Directions
#1 In the wall-to-wall counseling text, what is required if the soldier is twice your size but still needs the session?
#2 Write the next part of the wall-to-wall counseling text, starting after its final sentence.

Determining when wall-to-wall counseling is inappropriate
Although an effective technique when properly used, there are some places where wall-to-wall counseling is the wrong thing to do.
Conducting a wall-to-wall counseling session in front of the 7th Army commander, for instance, would probably not be the wisest decision, as it would probably lead to the initiation of a relief for cause NCOER. However, the presence of high level VIPs should not be the only determinant in the decision to delay or withhold a wall-to-wall counseling session.
Soldier’s physical size
Always consider the size of the soldier before initiating a wall-to-wall counseling session. If the soldier is twice your size and his forearms are bigger than your thighs, and the soldier still requires wall-to-wall counseling, a partner will be required. Details on selecting a partner will be covered in the chapter titled “Preparing for a wall-to-wall counseling session.”
Soldier’s hobbies and interests
While leadership actions rarely require you to take into account the soldier’s hobbies, this is one place where knowledge of what the soldier does for fun may prove immensely helpful. If the soldier is heavily involved in kick boxing, martial arts or just happens to be the world heavyweight wrestling champion, a simple wall-to-wall counseling session may turn into a trip to the hospital for both the leader and his assistants. In such cases, restraint and discipline will prove profitable for all concerned.
Wall-to-wall counseling after drinking binges
Leadership actions should never be conducted while you are impaired by alcohol. Ass-beatings given after a six-pack have three drawbacks:
The soldier will not realize the purpose of the session. He will, instead, believe that you got wasted and beat the shit out of him for no reason whatsoever. You will lose respect m the soldier’s eyes as well as in the eyes of the rest of your unit. The soldier may decide to reciprocate and wall-to-wall counsel you at a later time on your transgression. Since wall-to-wall counseling is a tool only the wise leader who knows his troops intimately can properly use, its use by subordinates who may decide to rashly apply it is inadvisable.
The soldier may decide he has been assaulted and call the military police. Since the MPs take a dim view of leaders who get drunk off their asses and beat up on subordinates, you may find yourself facing a court-martial you never intended to face.

[Source records]
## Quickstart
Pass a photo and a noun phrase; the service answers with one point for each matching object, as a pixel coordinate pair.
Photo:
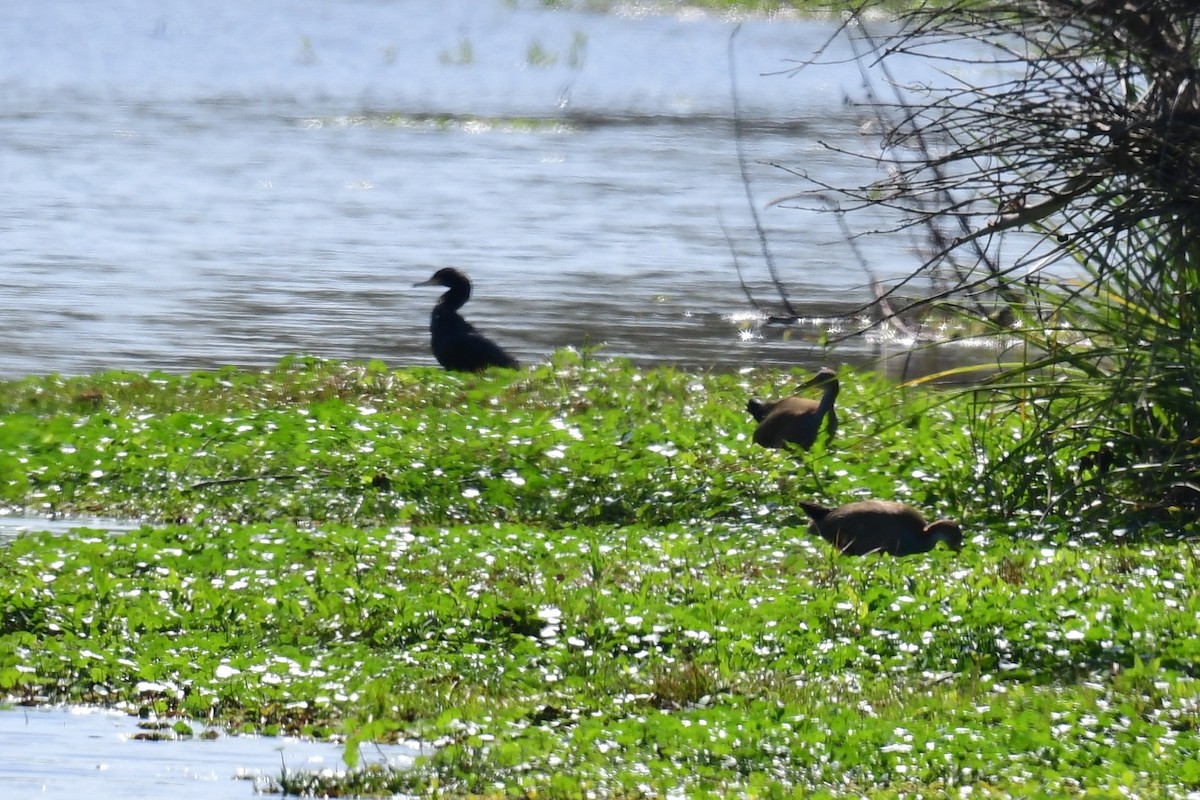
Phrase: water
(70, 753)
(197, 185)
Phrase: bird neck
(454, 298)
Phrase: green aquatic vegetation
(583, 579)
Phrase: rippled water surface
(75, 753)
(190, 185)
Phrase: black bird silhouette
(457, 344)
(880, 527)
(797, 419)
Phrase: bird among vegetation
(796, 419)
(457, 344)
(880, 527)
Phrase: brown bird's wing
(792, 419)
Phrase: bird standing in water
(457, 344)
(797, 420)
(880, 527)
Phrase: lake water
(191, 185)
(72, 753)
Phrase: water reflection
(195, 190)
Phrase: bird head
(447, 276)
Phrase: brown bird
(880, 527)
(457, 344)
(797, 419)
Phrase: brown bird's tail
(815, 512)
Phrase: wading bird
(457, 344)
(796, 419)
(880, 527)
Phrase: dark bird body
(880, 527)
(457, 344)
(796, 419)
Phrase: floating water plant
(582, 579)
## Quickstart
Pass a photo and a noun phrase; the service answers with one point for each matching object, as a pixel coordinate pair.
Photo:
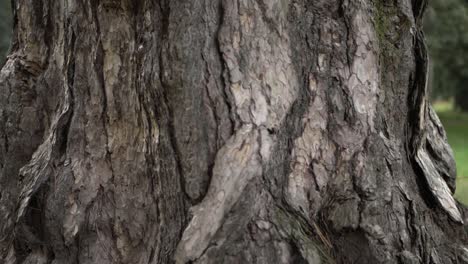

Responses per task
#1 A partner will be required.

#2
Perhaps most importantly, the leader may have gotten so drunk that the subordinate is able to turn the counseling session into a first-rate ass beating directed against the leader.
Since the hospital will treat your injuries as an “alcohol related incident,” they will call your commander (who may have never read this field manual) who will enroll you in the detox program. The detox program, especially if they put you on Track III (residential treatment facility) rates in the entertainment department right up there with getting checked for the clap.
When counselee is counselor’s sexual partner
In the section about conducting wall-to-wall counseling while under the influence of alcohol, we pointed out that the leader must know his troops intimately in order to effectively counsel them. When the leader knows the counselee too intimately, though, there are bound to be inherent problems with the session. First, you can safely figure that you will never again get into this lady’s pants after the session is done. Second, she will probably tell the commander what the two of you have been doing for the last six months, and then you will have some very heavy explaining to do. Third, but not least, she will tell every other female on post what you did, and then you will get no more pussy for the rest of the time you are stationed at that post…even in the red light district with a fifty dollar bill pinned to your jacket. Therefore, the best advice at this stage of the game is: don’t sleep with your subordinates.
Preparing for a wall-to-wall counseling session
More counseling sessions have been ruined by poor preparation than by anything else.
Wall-to-wall counseling is no different from any other counseling in this respect. However, wall-to-wall counseling imposes its own special considerations due to its violent nature.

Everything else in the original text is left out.